▸ Records from a data collection:

——

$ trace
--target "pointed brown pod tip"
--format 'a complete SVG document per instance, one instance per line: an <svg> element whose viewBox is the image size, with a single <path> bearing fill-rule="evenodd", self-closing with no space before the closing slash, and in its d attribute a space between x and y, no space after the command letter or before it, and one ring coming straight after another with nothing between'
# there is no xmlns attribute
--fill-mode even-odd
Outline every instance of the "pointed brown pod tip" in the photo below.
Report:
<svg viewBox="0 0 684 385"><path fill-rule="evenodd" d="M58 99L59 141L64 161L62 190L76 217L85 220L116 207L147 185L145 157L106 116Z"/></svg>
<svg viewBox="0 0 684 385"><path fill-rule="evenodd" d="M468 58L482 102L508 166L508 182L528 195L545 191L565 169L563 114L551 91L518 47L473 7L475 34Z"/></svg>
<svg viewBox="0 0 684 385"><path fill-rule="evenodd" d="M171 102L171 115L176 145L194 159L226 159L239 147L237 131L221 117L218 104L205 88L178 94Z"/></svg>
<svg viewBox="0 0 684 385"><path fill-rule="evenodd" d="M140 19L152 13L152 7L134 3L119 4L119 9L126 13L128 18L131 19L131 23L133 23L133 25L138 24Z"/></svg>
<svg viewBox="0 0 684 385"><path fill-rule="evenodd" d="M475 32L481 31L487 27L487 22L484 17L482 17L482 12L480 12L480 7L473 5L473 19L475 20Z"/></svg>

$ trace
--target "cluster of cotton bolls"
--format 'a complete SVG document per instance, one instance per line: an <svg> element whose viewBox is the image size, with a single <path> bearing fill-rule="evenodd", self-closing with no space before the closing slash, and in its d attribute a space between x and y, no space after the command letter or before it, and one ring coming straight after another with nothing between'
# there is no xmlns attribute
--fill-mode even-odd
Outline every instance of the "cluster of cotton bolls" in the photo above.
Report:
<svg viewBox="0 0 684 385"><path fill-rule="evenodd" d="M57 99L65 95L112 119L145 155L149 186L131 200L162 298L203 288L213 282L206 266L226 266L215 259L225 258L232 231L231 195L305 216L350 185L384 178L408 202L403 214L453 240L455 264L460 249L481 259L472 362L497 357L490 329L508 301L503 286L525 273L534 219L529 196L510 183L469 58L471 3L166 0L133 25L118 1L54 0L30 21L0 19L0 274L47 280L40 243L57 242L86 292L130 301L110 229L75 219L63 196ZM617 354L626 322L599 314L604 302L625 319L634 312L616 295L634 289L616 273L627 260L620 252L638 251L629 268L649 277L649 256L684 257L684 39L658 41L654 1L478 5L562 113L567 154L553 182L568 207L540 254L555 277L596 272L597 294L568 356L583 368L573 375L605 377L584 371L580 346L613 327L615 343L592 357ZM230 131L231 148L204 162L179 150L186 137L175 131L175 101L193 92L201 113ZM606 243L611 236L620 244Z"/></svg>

——

▸ Work item: Wherever a line of the data holds "cotton", copy that line.

▸ Written answer:
--target "cluster of cotton bolls"
Outline every instance of the "cluster of cotton bolls" in the photo above.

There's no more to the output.